--- Begin DOCUMENT ---
Man who flew plane loaded with pot sentenced to more than 5 years in prison
An upstate New York native who took his wit and intelligence and tried to succeed in the Hollywood movie machine will spend five years in a federal prison for flying marijuana into Wisconsin aboard his private plane.
Iowa County authorities, acting on information from federal drug investigators, met Trevor Ryan’s plane when it landed at the remote airport near Mineral Point on Oct. 18. It was carrying about 157 pounds of high-grade marijuana worth almost an estimated $500,000.
Federal prosecutors said Ryan, 29, who was sentenced Tuesday to 65 months in prison, was motivated purely by greed.
But Ryan, of Ukiah, Calif., a frustrated movie screenwriter and comedian, said he grew and sold marijuana as part of a desperate scheme to fund a movie project.
Ryan’s attorney, Michelle Tjader, wrote in a sentencing memorandum that Ryan was a smart and successful student at Ithaca College in New York, then moved to Los Angeles. He worked as a receptionist and script reader for a production company connected to Warner Brothers, but failed to sell any scripts of his own.
--- End DOCUMENT ---
COMPLETE THE FOLLOWING:
1) Copy the article starting with "Ryan’s attorney, Michelle" and going on through "of his own.", renaming "Ithaca College" to "Cornell University".
2) Pick out each line of the entries that contains the string "carpet", matching case exactly.
--- Begin EXERCISE MATERIAL ---
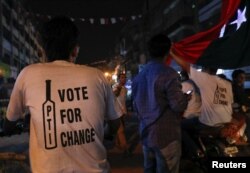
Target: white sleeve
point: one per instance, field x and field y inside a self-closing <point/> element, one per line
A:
<point x="16" y="107"/>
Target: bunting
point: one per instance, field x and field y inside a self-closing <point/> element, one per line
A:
<point x="92" y="20"/>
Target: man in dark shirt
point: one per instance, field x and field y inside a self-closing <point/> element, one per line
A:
<point x="159" y="101"/>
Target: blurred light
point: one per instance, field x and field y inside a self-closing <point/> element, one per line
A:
<point x="220" y="71"/>
<point x="114" y="77"/>
<point x="106" y="74"/>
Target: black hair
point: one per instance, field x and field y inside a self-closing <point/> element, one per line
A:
<point x="59" y="36"/>
<point x="210" y="70"/>
<point x="184" y="75"/>
<point x="158" y="46"/>
<point x="236" y="73"/>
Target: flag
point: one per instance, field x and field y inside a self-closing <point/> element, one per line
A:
<point x="193" y="47"/>
<point x="232" y="50"/>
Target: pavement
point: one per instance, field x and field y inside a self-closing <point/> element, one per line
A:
<point x="120" y="163"/>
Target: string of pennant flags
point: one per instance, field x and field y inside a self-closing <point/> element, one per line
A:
<point x="100" y="20"/>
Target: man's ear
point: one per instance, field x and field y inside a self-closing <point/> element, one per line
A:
<point x="74" y="53"/>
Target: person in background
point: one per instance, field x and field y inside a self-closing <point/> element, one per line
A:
<point x="159" y="102"/>
<point x="240" y="96"/>
<point x="67" y="104"/>
<point x="216" y="107"/>
<point x="120" y="92"/>
<point x="194" y="104"/>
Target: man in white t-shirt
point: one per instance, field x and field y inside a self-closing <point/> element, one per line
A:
<point x="194" y="104"/>
<point x="216" y="98"/>
<point x="68" y="104"/>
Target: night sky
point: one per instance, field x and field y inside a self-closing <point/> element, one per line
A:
<point x="97" y="41"/>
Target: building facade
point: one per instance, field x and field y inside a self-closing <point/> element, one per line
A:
<point x="18" y="38"/>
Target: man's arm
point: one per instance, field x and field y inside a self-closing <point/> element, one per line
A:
<point x="114" y="126"/>
<point x="179" y="60"/>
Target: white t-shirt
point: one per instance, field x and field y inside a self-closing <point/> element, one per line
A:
<point x="194" y="104"/>
<point x="68" y="104"/>
<point x="216" y="96"/>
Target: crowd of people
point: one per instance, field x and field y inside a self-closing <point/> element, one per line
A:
<point x="69" y="103"/>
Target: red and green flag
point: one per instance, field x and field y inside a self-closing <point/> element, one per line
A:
<point x="212" y="48"/>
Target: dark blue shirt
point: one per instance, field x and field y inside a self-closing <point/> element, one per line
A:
<point x="159" y="101"/>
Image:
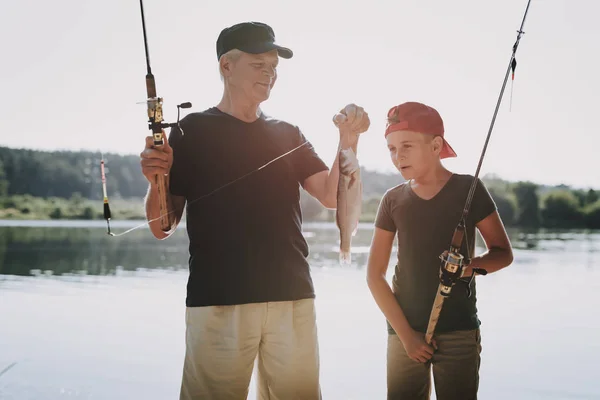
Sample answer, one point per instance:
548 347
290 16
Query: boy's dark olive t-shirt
424 231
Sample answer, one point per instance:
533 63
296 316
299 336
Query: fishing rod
156 124
453 262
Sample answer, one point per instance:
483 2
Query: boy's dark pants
455 368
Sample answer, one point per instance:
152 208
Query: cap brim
258 48
447 150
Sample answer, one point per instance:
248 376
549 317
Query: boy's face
413 153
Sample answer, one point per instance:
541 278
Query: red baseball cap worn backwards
418 117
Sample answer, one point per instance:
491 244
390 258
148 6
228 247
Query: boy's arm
379 256
499 254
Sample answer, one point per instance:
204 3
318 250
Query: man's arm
159 161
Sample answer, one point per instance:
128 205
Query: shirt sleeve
384 219
483 204
306 160
177 183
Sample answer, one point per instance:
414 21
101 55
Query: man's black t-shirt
246 242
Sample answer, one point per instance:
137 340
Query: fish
349 202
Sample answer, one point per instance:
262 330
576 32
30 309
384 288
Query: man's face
254 75
413 153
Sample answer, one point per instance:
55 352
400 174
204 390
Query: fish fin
345 258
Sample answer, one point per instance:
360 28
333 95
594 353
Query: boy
424 211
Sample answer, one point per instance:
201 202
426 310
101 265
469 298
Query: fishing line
204 196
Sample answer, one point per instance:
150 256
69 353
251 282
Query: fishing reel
155 114
452 270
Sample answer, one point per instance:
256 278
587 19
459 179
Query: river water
88 316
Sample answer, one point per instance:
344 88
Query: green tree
591 197
592 215
3 181
561 209
506 205
528 208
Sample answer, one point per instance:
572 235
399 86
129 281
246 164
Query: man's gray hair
233 55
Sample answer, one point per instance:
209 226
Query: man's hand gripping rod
156 124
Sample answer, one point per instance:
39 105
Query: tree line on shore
67 185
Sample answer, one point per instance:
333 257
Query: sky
72 74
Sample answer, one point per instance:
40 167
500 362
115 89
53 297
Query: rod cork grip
161 181
150 86
457 237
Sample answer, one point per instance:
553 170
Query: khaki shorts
223 343
455 366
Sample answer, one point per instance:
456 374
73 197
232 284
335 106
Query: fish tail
345 258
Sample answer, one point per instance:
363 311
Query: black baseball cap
250 37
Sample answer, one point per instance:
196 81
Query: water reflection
65 250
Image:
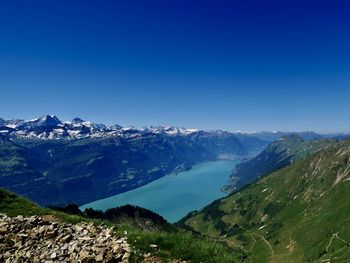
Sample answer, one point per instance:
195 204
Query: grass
176 243
295 211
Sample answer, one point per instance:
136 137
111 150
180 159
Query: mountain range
299 213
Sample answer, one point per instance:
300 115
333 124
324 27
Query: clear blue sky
250 65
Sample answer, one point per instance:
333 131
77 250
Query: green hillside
277 155
297 214
172 242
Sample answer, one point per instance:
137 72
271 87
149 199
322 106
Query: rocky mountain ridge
39 239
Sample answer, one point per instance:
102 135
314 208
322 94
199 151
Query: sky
231 65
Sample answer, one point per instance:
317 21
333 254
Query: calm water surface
174 196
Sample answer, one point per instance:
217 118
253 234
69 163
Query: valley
175 195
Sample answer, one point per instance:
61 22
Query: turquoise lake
174 196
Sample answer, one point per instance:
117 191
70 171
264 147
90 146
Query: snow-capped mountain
50 127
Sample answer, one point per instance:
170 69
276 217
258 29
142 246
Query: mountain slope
164 244
297 214
277 155
59 171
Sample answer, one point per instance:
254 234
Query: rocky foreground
39 239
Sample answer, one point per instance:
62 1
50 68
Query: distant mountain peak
46 120
292 137
77 121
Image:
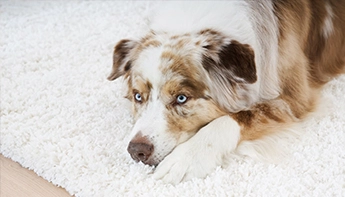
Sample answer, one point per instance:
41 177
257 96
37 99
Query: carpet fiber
61 118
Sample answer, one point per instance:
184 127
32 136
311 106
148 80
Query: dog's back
319 27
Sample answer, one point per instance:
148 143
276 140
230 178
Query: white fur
201 154
327 29
241 20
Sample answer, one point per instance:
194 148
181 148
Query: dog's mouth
145 153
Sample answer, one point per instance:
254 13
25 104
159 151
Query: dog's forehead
163 59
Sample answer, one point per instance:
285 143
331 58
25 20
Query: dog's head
180 83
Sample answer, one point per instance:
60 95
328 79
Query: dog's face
178 84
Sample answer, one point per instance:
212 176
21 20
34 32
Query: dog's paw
187 161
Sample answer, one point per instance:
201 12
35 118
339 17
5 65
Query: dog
210 76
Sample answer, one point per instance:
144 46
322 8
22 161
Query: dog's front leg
200 155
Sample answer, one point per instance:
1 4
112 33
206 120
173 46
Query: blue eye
181 99
138 97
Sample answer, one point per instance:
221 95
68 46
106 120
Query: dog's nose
140 149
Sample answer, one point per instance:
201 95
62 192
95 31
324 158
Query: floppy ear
121 61
232 62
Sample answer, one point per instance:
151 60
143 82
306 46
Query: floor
16 181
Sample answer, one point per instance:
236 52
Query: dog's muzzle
141 149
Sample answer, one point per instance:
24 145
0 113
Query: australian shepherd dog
210 77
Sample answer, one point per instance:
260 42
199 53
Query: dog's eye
137 97
181 99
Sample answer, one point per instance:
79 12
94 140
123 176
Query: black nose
140 150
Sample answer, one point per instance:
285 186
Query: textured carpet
61 118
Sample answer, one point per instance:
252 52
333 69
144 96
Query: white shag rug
61 118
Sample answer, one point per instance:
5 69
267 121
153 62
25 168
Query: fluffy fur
211 76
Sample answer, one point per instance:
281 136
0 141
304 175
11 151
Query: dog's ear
121 60
233 62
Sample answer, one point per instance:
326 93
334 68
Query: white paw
201 154
187 161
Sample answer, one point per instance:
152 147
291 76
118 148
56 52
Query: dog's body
210 76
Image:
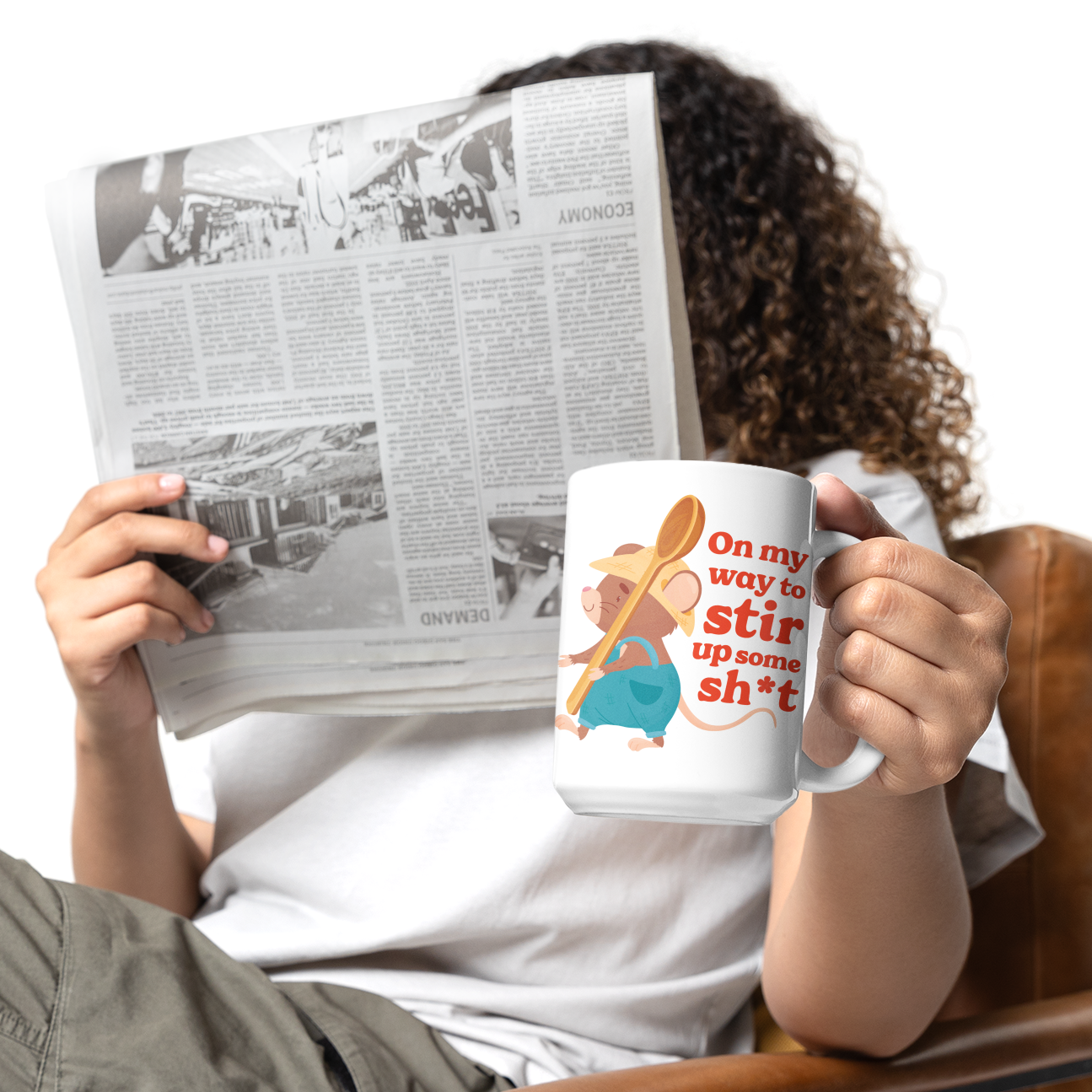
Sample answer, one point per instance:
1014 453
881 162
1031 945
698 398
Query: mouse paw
566 724
640 744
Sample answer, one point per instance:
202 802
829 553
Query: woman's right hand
100 600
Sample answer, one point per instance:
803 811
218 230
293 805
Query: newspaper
377 347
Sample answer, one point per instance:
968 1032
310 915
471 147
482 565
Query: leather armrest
1054 1035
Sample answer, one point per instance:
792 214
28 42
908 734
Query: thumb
839 508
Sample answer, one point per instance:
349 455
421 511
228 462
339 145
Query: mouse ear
684 589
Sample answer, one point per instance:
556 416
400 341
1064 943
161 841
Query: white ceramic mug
684 643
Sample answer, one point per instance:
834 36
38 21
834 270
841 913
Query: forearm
865 946
126 835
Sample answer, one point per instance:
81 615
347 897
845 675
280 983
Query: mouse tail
685 710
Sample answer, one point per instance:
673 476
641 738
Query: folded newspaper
377 347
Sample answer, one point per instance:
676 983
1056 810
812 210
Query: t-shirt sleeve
994 819
189 774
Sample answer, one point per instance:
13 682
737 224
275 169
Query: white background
971 121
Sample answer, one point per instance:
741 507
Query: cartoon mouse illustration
637 686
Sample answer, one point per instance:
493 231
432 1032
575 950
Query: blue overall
643 697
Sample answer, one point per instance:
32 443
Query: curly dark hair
806 339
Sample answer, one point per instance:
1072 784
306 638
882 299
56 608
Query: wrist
869 807
100 733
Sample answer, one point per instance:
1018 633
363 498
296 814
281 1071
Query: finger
140 621
125 495
955 702
839 508
904 616
94 645
126 534
957 588
913 758
137 582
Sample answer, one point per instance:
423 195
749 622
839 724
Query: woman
428 861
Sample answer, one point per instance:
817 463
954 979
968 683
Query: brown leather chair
1024 1003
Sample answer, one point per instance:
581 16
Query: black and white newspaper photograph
310 190
304 511
528 556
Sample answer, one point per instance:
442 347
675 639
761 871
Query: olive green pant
102 992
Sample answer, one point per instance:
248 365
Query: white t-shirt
430 861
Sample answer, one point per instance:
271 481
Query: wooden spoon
678 535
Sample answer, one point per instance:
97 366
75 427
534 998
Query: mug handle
865 758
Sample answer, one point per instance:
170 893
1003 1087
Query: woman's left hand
912 655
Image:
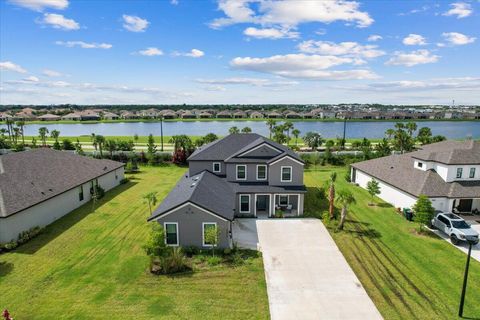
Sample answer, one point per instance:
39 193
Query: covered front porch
465 206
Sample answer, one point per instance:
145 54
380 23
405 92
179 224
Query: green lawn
90 265
408 276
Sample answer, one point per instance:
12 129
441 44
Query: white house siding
52 209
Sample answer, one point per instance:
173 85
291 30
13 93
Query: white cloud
290 12
134 23
302 66
412 58
151 52
374 37
458 39
10 66
51 73
269 33
40 5
353 49
459 9
84 45
58 21
414 40
194 53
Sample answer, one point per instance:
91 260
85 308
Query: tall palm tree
344 198
296 133
331 194
21 125
42 132
271 123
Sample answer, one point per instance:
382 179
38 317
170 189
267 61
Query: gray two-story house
239 176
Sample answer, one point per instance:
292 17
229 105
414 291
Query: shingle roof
399 171
30 177
228 148
205 190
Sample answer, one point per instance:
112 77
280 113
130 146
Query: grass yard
90 265
408 276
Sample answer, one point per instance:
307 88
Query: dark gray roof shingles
30 177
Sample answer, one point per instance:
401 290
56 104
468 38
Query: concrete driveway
463 246
307 276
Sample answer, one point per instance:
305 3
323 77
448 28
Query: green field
90 265
408 276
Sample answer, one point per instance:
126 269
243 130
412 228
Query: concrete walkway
307 276
463 246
--- End EXERCISE MATERIAL ---
THE REPLIES:
1)
Ryan’s attorney, Michelle Tjader, wrote in a sentencing memorandum that Ryan was a smart and successful student at Cornell University in New York, then moved to Los Angeles. He worked as a receptionist and script reader for a production company connected to Warner Brothers, but failed to sell any scripts of his own.

2)
Query: carpet fiber
Query: textured carpet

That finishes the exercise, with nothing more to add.